- [Problem 1]:
Identify each line in the records below that contains the string "mushroom", and copy those lines out.

THE PREACHER AND THE PRESIDENTS: BILLY GRAHAM IN THE WHITE HOUSE

By Nancy Gibbs and Michael Duffy

Center Street, $26.99, 413 pages

REVIEWED BY PRISCILLA S. TAYLOR

Unique is not a word to be used lightly, but for six decades Billy Graham has truly had unique access to the White House, and for the most part he has not abused the privilege. Just how the handsome, initially flamboyant, charismatic, persuasive but often naive evangelist came to know and counsel every president since Truman while preaching the gospel to millions of people around the world is the fascinating subject of this book by two Time magazine journalists.

Nancy Gibbs and Michael Duffy begin "The Preacher and the Presidents" with the basis of Billy Graham's confident ministry, his decision as a young preacher in 1949 to accept the Bible as God's word "by faith." "Graham's universe was drawn by hand in black and white. For people wrestling with all kinds of new uncertainty in the postwar shadows, his conviction and the simplicity of his message were bracing and new." Mr. Graham and his message caught the eye of Henry Luce, who investigated, found him genuine and became Mr. Graham's chief publicist.

Mr. Graham soon managed an appointment with President Truman — the one president who never succumbed to Mr. Graham's charm. When the evangelist asked Truman about his religious background, Truman said, "I try to live by the Sermon on the Mount and the Golden Rule," to which Mr. Graham replied, "I don't think that's enough!" To compound his impertinence, Mr. Graham innocently quoted the president to the press and knelt on the White House lawn for photographers when asked to reenact his prayer with Truman. Mr. Graham would never make such a mistake again.

- [Task material]:
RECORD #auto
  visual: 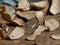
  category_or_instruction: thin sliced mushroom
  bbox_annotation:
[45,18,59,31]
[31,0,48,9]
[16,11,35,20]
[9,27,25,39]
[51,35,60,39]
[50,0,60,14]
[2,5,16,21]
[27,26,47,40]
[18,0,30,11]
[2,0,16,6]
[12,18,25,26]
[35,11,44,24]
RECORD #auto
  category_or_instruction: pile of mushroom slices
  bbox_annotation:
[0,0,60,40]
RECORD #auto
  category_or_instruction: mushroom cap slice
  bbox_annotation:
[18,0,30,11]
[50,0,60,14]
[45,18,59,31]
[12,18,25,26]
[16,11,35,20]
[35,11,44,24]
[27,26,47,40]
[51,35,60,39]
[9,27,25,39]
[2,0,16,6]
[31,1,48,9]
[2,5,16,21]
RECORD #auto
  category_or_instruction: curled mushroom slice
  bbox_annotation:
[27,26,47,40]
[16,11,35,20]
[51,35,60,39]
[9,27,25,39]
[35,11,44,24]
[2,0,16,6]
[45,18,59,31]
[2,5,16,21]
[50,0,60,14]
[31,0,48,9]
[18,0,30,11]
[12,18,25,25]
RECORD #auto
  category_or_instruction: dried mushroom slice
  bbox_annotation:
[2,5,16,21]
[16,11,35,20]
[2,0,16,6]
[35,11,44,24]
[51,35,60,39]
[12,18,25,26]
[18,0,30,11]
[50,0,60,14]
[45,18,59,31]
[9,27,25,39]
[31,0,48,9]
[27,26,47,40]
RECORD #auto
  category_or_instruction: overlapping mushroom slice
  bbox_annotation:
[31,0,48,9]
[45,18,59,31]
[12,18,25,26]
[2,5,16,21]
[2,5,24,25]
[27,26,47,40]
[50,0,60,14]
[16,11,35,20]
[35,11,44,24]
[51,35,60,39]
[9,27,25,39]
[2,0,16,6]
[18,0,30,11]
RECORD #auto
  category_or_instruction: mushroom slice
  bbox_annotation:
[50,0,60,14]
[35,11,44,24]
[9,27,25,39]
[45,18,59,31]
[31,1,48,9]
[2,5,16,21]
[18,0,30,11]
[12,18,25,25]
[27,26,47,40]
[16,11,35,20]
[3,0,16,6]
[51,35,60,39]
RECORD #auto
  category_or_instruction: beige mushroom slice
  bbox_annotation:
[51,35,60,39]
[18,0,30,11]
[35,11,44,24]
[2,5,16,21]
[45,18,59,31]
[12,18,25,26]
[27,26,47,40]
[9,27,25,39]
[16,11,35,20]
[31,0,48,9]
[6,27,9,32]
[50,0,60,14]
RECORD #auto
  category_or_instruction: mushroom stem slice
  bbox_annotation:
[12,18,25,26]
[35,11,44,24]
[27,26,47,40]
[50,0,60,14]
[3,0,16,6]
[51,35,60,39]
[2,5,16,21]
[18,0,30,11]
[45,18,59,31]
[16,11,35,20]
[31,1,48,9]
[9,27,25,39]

- [Problem 2]:
Please update everything in the Billy Graham review from "By Nancy Gibbs" down to "Time magazine journalists.", changing "six decades" to "sixty years", and write out the resulting passage.

- [Correct result 1]:
  category_or_instruction: thin sliced mushroom
  category_or_instruction: pile of mushroom slices
  category_or_instruction: mushroom cap slice
  category_or_instruction: curled mushroom slice
  category_or_instruction: dried mushroom slice
  category_or_instruction: overlapping mushroom slice
  category_or_instruction: mushroom slice
  category_or_instruction: beige mushroom slice
  category_or_instruction: mushroom stem slice

- [Correct result 2]:
By Nancy Gibbs and Michael Duffy

Center Street, $26.99, 413 pages

REVIEWED BY PRISCILLA S. TAYLOR

Unique is not a word to be used lightly, but for sixty years Billy Graham has truly had unique access to the White House, and for the most part he has not abused the privilege. Just how the handsome, initially flamboyant, charismatic, persuasive but often naive evangelist came to know and counsel every president since Truman while preaching the gospel to millions of people around the world is the fascinating subject of this book by two Time magazine journalists.